[[ RECORDS SHOWN, beginning ]]
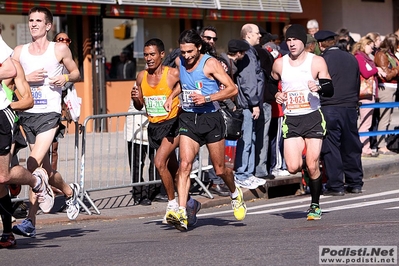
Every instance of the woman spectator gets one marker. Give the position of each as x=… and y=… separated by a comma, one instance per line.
x=376, y=37
x=368, y=69
x=387, y=86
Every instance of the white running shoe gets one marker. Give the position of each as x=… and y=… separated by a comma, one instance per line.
x=72, y=203
x=258, y=181
x=170, y=207
x=280, y=172
x=247, y=183
x=45, y=194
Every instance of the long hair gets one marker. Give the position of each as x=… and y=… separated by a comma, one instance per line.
x=389, y=44
x=192, y=36
x=361, y=44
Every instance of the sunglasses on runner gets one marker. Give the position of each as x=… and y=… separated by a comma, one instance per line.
x=208, y=38
x=64, y=40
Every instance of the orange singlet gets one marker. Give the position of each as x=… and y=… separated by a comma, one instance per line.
x=155, y=97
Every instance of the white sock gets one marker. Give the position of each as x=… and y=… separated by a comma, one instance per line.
x=173, y=203
x=234, y=194
x=190, y=203
x=38, y=184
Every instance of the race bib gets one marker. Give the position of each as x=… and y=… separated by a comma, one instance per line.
x=187, y=101
x=39, y=97
x=154, y=105
x=298, y=100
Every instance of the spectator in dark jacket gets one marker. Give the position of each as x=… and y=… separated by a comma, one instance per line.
x=250, y=80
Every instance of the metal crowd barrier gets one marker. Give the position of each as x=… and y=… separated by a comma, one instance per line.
x=103, y=162
x=379, y=105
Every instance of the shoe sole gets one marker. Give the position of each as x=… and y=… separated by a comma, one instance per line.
x=311, y=218
x=196, y=211
x=12, y=245
x=171, y=220
x=243, y=206
x=16, y=231
x=248, y=187
x=46, y=185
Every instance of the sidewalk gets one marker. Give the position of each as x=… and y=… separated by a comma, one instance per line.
x=118, y=204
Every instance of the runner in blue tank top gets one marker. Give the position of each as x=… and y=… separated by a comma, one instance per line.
x=201, y=122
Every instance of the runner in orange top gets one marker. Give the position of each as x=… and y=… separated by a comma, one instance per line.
x=153, y=86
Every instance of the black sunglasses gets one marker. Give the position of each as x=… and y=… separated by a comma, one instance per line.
x=65, y=40
x=210, y=38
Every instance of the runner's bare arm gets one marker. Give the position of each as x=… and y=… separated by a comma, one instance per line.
x=69, y=63
x=25, y=99
x=174, y=83
x=7, y=69
x=136, y=93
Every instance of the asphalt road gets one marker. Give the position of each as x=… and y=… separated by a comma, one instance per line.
x=275, y=232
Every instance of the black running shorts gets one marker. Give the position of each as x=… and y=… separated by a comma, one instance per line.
x=158, y=131
x=7, y=117
x=203, y=128
x=34, y=124
x=310, y=125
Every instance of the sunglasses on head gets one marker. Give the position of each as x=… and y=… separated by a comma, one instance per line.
x=208, y=38
x=64, y=40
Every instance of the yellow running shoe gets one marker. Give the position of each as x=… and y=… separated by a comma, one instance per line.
x=238, y=205
x=178, y=219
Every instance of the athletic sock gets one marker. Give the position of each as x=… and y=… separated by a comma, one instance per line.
x=6, y=213
x=315, y=186
x=172, y=202
x=38, y=184
x=190, y=202
x=234, y=194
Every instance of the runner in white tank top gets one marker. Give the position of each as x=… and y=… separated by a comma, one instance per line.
x=303, y=125
x=47, y=96
x=43, y=62
x=300, y=99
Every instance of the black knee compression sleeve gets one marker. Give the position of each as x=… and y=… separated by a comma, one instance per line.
x=6, y=213
x=315, y=186
x=326, y=88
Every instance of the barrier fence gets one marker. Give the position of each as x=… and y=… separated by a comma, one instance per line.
x=379, y=105
x=103, y=163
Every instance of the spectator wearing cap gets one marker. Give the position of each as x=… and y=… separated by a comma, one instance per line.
x=250, y=80
x=342, y=149
x=344, y=34
x=387, y=86
x=313, y=27
x=283, y=45
x=235, y=51
x=311, y=44
x=266, y=60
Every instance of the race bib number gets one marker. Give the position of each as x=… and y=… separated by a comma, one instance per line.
x=39, y=97
x=187, y=101
x=297, y=100
x=154, y=105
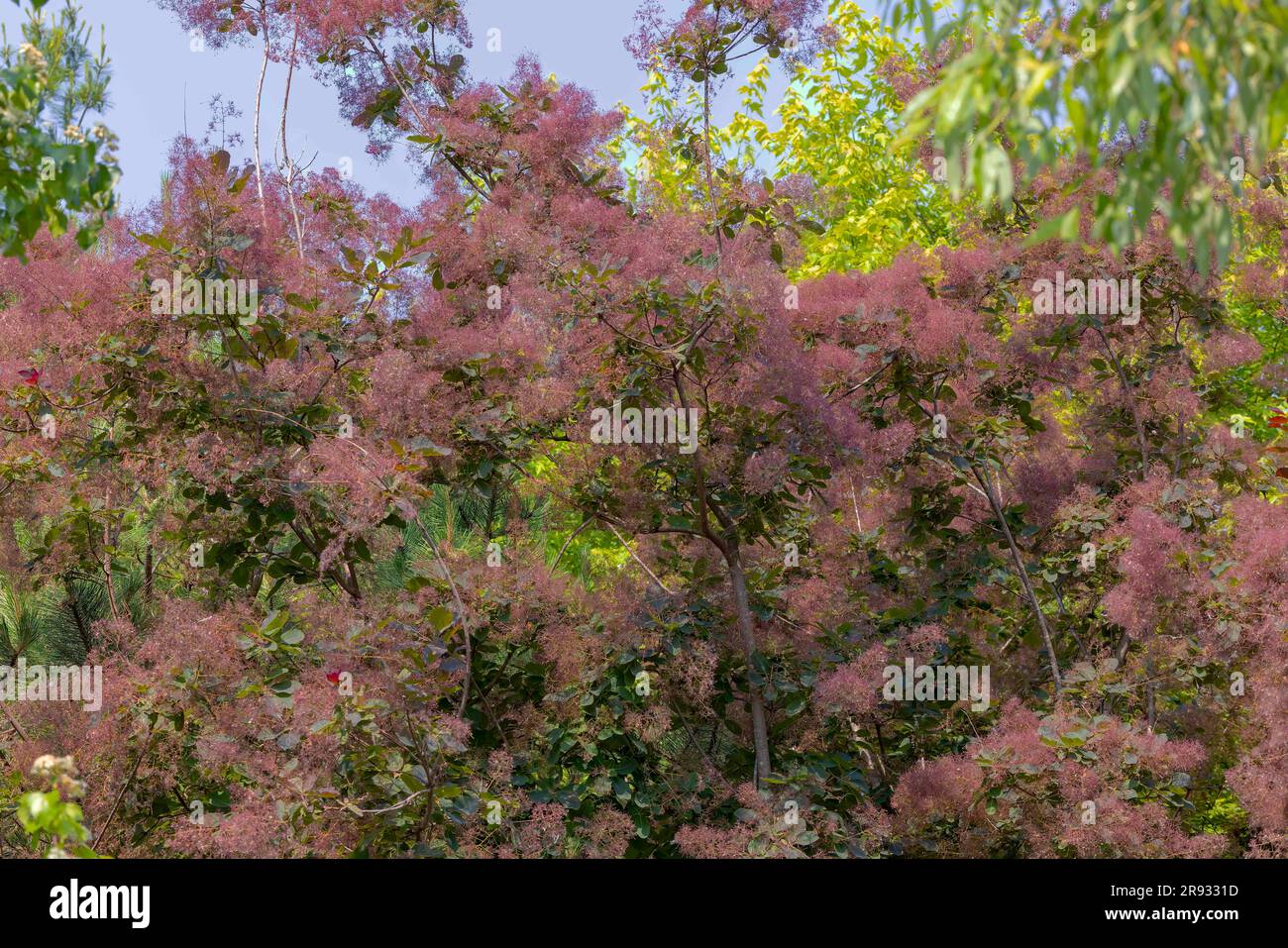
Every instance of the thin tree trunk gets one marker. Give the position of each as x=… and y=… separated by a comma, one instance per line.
x=759, y=727
x=259, y=99
x=286, y=155
x=1131, y=403
x=991, y=492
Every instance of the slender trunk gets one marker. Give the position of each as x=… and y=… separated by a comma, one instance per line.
x=759, y=728
x=1131, y=403
x=286, y=156
x=259, y=99
x=1024, y=576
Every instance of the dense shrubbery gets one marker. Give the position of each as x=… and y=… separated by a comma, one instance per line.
x=362, y=582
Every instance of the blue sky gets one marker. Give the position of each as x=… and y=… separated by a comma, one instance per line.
x=158, y=77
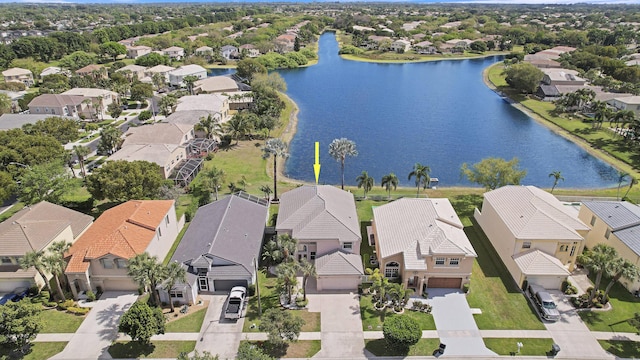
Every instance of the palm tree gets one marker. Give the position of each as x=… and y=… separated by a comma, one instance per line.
x=276, y=148
x=598, y=260
x=175, y=274
x=339, y=149
x=388, y=181
x=81, y=152
x=148, y=272
x=308, y=269
x=421, y=173
x=36, y=259
x=365, y=182
x=557, y=176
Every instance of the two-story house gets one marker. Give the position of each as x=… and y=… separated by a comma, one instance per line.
x=536, y=236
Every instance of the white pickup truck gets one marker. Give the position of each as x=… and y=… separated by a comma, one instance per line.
x=235, y=303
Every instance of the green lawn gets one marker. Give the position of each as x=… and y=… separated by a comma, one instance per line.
x=189, y=323
x=55, y=321
x=494, y=291
x=530, y=347
x=424, y=347
x=622, y=349
x=373, y=319
x=37, y=351
x=157, y=349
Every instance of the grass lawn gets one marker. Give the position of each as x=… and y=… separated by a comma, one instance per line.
x=55, y=321
x=424, y=347
x=622, y=349
x=37, y=351
x=189, y=323
x=157, y=349
x=507, y=346
x=373, y=319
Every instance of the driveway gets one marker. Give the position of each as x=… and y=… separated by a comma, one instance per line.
x=571, y=333
x=99, y=329
x=341, y=326
x=456, y=326
x=219, y=335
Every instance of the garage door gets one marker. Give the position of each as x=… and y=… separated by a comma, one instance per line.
x=445, y=282
x=226, y=285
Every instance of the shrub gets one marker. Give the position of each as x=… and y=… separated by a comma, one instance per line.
x=401, y=331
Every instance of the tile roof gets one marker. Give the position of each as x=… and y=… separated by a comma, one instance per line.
x=532, y=213
x=319, y=212
x=124, y=230
x=35, y=226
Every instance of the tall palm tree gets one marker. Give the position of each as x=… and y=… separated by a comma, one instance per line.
x=339, y=149
x=308, y=269
x=36, y=259
x=175, y=273
x=275, y=148
x=365, y=182
x=148, y=272
x=557, y=176
x=421, y=173
x=389, y=181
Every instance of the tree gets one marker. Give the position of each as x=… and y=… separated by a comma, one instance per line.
x=365, y=182
x=281, y=326
x=524, y=77
x=148, y=272
x=123, y=180
x=141, y=322
x=421, y=173
x=175, y=273
x=493, y=173
x=598, y=260
x=389, y=181
x=339, y=149
x=401, y=331
x=20, y=324
x=557, y=176
x=308, y=269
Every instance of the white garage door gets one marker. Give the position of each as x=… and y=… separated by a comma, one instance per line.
x=547, y=282
x=338, y=283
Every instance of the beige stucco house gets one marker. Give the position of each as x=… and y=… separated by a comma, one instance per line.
x=100, y=256
x=323, y=219
x=615, y=223
x=536, y=236
x=421, y=241
x=35, y=228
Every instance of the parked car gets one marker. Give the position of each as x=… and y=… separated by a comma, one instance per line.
x=544, y=302
x=235, y=303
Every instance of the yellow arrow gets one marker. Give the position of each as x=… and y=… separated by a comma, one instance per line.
x=316, y=166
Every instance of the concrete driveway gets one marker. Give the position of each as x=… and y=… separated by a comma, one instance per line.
x=99, y=329
x=218, y=335
x=341, y=326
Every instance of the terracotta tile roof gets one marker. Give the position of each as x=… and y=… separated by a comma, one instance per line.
x=124, y=231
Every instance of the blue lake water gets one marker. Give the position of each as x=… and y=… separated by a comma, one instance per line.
x=440, y=114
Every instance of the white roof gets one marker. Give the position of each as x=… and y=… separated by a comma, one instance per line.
x=532, y=213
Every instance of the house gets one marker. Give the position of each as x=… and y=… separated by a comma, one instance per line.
[[ RECORDS SHOWN, end ]]
* **GOAL OF THE EXERCISE**
What are the lines from the one with "Every instance of the blue lake" through the end of the records above? Set them down exactly, both ends included, and nothing else.

* **RESULT**
Every instance of the blue lake water gets one marker. Give the position of each as x=… and y=… separated by a comma, one instance per line.
x=440, y=114
Every instance of the white roof gets one marker. Give the position of each as x=… and y=… separated by a comma, one instance per line.
x=532, y=213
Every instance of the house gets one marker. Give the position of each as x=… and y=… separated by a comma, one instance per line.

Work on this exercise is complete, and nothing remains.